DOCUMENT EXCERPT:
DynaMIT 2.0: Real-Time Model System for Network Management and Emergency Response

Project Managers: 

Ravi Seshadri (ravi@smart.mit.edu)

Sponsor: 

National Research Foundation of Singapore

Team: 

Ravi Seshadri, Moshe Ben-Akiva, Arun Prakash, Bilge Atasoy, Haizheng Zhang, Samarth Gupta, Yundi Zhang, Vu Vinh An, Mafahir Fairoze, Francisco Pereira, Constantinos Antoniou, Gary Tan

Start Date: 

January 2011

Research Highlights: 

  1. DynaMIT 2.0 is a next generation multi-modal traffic state prediction and network control platform.
  2. DynaMIT 2.0 enhances the online calibration capability of the original DynaMIT-R system through the simultaneous/sequential calibration of demand and supply parameters.
  3. DynaMIT 2.0 implements context mining and a scenario analyzer module to incorporate text based incident information.
  4. The system also includes a strategy optimization module that optimizes network control strategies in real time for congestion mitigation and other objectives.

STATED EXERCISE 1:
Answer these questions from the DynaMIT 2.0 project page:
(a) Which organization sponsors the project?
(b) When did the project start?
(c) Which two components does DynaMIT 2.0 implement to incorporate text-based incident information?
The listing after this point is unrelated to the DynaMIT 2.0 project page.

DATA ENTRIES:

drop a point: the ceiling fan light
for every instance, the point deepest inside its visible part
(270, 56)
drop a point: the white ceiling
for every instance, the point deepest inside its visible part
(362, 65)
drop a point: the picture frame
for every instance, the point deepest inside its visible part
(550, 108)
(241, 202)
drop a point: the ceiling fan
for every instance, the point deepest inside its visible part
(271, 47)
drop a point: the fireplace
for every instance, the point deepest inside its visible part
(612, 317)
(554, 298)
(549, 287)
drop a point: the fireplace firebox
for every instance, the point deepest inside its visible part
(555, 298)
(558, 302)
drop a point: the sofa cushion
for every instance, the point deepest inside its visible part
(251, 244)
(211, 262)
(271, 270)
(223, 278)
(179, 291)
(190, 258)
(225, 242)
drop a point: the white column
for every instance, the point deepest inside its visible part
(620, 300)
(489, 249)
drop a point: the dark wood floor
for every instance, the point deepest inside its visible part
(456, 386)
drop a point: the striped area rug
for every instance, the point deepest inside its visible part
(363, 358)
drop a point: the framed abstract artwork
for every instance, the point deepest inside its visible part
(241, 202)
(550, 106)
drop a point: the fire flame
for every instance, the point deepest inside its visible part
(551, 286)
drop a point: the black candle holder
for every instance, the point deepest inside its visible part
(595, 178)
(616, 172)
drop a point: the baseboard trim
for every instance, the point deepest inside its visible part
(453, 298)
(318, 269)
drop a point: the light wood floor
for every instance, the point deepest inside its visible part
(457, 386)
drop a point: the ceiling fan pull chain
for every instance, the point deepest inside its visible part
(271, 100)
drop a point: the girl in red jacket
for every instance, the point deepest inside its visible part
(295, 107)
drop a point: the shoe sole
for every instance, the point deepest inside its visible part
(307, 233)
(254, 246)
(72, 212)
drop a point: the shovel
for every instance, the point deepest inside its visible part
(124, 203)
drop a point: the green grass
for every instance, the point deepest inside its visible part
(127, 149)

STATED EXERCISE 2: Rewrite the listing lines from the one holding "drop a point: the green grass" through the end of the listing, inclusive. Swap "deepest" for "most central" and keep everything else unchanged.

WRITTEN SOLUTION 1:
(a) The National Research Foundation of Singapore
(b) January 2011
(c) Context mining and a scenario analyzer module

WRITTEN SOLUTION 2:
drop a point: the green grass
for every instance, the point most central inside its visible part
(127, 149)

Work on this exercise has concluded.